▶ Exercise goal:
Could you copy the data that follows exactly as written, but drop the pictures?

▶ Working data:
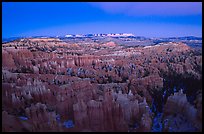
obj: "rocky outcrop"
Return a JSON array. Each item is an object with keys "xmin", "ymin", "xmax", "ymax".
[
  {"xmin": 2, "ymin": 50, "xmax": 16, "ymax": 70},
  {"xmin": 73, "ymin": 90, "xmax": 128, "ymax": 132},
  {"xmin": 102, "ymin": 41, "xmax": 118, "ymax": 47},
  {"xmin": 163, "ymin": 90, "xmax": 202, "ymax": 131}
]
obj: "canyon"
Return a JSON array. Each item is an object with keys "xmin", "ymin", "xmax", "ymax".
[{"xmin": 2, "ymin": 37, "xmax": 202, "ymax": 132}]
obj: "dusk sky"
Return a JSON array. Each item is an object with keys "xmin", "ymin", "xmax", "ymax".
[{"xmin": 2, "ymin": 2, "xmax": 202, "ymax": 38}]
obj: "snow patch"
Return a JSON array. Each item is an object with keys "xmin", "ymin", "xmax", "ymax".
[
  {"xmin": 63, "ymin": 120, "xmax": 74, "ymax": 128},
  {"xmin": 19, "ymin": 116, "xmax": 28, "ymax": 120}
]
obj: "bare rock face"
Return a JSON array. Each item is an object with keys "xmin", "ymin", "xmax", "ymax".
[
  {"xmin": 129, "ymin": 74, "xmax": 163, "ymax": 103},
  {"xmin": 195, "ymin": 93, "xmax": 202, "ymax": 123},
  {"xmin": 2, "ymin": 103, "xmax": 62, "ymax": 132},
  {"xmin": 33, "ymin": 66, "xmax": 39, "ymax": 74},
  {"xmin": 2, "ymin": 50, "xmax": 16, "ymax": 70},
  {"xmin": 24, "ymin": 103, "xmax": 62, "ymax": 132},
  {"xmin": 102, "ymin": 41, "xmax": 118, "ymax": 47},
  {"xmin": 2, "ymin": 111, "xmax": 32, "ymax": 132},
  {"xmin": 73, "ymin": 100, "xmax": 89, "ymax": 129},
  {"xmin": 2, "ymin": 70, "xmax": 17, "ymax": 82},
  {"xmin": 73, "ymin": 91, "xmax": 129, "ymax": 132},
  {"xmin": 113, "ymin": 91, "xmax": 137, "ymax": 121},
  {"xmin": 164, "ymin": 90, "xmax": 188, "ymax": 115},
  {"xmin": 163, "ymin": 90, "xmax": 202, "ymax": 132},
  {"xmin": 140, "ymin": 113, "xmax": 152, "ymax": 132}
]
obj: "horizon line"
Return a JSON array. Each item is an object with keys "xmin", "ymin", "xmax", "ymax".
[{"xmin": 2, "ymin": 34, "xmax": 202, "ymax": 39}]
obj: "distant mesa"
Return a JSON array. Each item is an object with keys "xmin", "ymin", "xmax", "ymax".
[
  {"xmin": 64, "ymin": 33, "xmax": 135, "ymax": 38},
  {"xmin": 107, "ymin": 33, "xmax": 134, "ymax": 37}
]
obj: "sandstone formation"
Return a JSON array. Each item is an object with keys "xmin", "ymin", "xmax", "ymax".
[{"xmin": 2, "ymin": 38, "xmax": 202, "ymax": 132}]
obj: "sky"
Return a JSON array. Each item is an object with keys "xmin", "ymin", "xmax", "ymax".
[{"xmin": 2, "ymin": 2, "xmax": 202, "ymax": 38}]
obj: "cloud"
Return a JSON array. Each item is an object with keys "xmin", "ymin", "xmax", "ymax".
[{"xmin": 89, "ymin": 2, "xmax": 202, "ymax": 16}]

▶ Written solution:
obj: "rocky outcrop"
Return a JSON array. Each item is an object with keys "xmin", "ymin", "xmax", "ymax".
[
  {"xmin": 2, "ymin": 50, "xmax": 16, "ymax": 70},
  {"xmin": 73, "ymin": 90, "xmax": 128, "ymax": 132},
  {"xmin": 102, "ymin": 41, "xmax": 118, "ymax": 47},
  {"xmin": 163, "ymin": 90, "xmax": 202, "ymax": 131}
]
obj: "canyon"
Return a JSON array. Each item is an object with keys "xmin", "ymin", "xmax", "ymax".
[{"xmin": 2, "ymin": 37, "xmax": 202, "ymax": 132}]
obj: "dusk sky"
Return a JSON array. Each item is an object with keys "xmin", "ymin", "xmax", "ymax".
[{"xmin": 2, "ymin": 2, "xmax": 202, "ymax": 38}]
obj: "snow patch"
Return a JSON array. Each item is an object with keys "xmin", "ymin", "xmax", "ymax".
[
  {"xmin": 63, "ymin": 120, "xmax": 74, "ymax": 128},
  {"xmin": 19, "ymin": 116, "xmax": 28, "ymax": 120}
]
obj: "bare rock face"
Return a JSON array. Each item is an object with keys "xmin", "ymin", "xmax", "ymax".
[
  {"xmin": 129, "ymin": 74, "xmax": 163, "ymax": 103},
  {"xmin": 195, "ymin": 93, "xmax": 202, "ymax": 123},
  {"xmin": 2, "ymin": 103, "xmax": 62, "ymax": 132},
  {"xmin": 33, "ymin": 66, "xmax": 39, "ymax": 74},
  {"xmin": 2, "ymin": 50, "xmax": 16, "ymax": 70},
  {"xmin": 24, "ymin": 103, "xmax": 62, "ymax": 132},
  {"xmin": 102, "ymin": 41, "xmax": 118, "ymax": 47},
  {"xmin": 2, "ymin": 111, "xmax": 32, "ymax": 132},
  {"xmin": 73, "ymin": 100, "xmax": 89, "ymax": 129},
  {"xmin": 2, "ymin": 70, "xmax": 17, "ymax": 82},
  {"xmin": 73, "ymin": 91, "xmax": 129, "ymax": 132},
  {"xmin": 113, "ymin": 91, "xmax": 137, "ymax": 121},
  {"xmin": 164, "ymin": 90, "xmax": 188, "ymax": 115},
  {"xmin": 163, "ymin": 90, "xmax": 202, "ymax": 132},
  {"xmin": 140, "ymin": 113, "xmax": 152, "ymax": 132}
]
obj: "horizon line"
Return a JSON array. Each item is an object with keys "xmin", "ymin", "xmax", "ymax".
[{"xmin": 2, "ymin": 34, "xmax": 202, "ymax": 39}]
obj: "distant mesa"
Return a JSON array. Each item is an object with keys "xmin", "ymin", "xmax", "ymax".
[
  {"xmin": 64, "ymin": 33, "xmax": 135, "ymax": 38},
  {"xmin": 107, "ymin": 33, "xmax": 134, "ymax": 37}
]
obj: "sandstone formation"
Return a JSON array. Each item is an object with keys "xmin", "ymin", "xmax", "ymax".
[{"xmin": 2, "ymin": 38, "xmax": 202, "ymax": 132}]
obj: "sky"
Return a JSON array. Each item is an object with keys "xmin", "ymin", "xmax", "ymax".
[{"xmin": 2, "ymin": 2, "xmax": 202, "ymax": 38}]
obj: "cloud"
Return a JSON array. Each item is an object with keys "xmin", "ymin", "xmax", "ymax".
[{"xmin": 89, "ymin": 2, "xmax": 202, "ymax": 16}]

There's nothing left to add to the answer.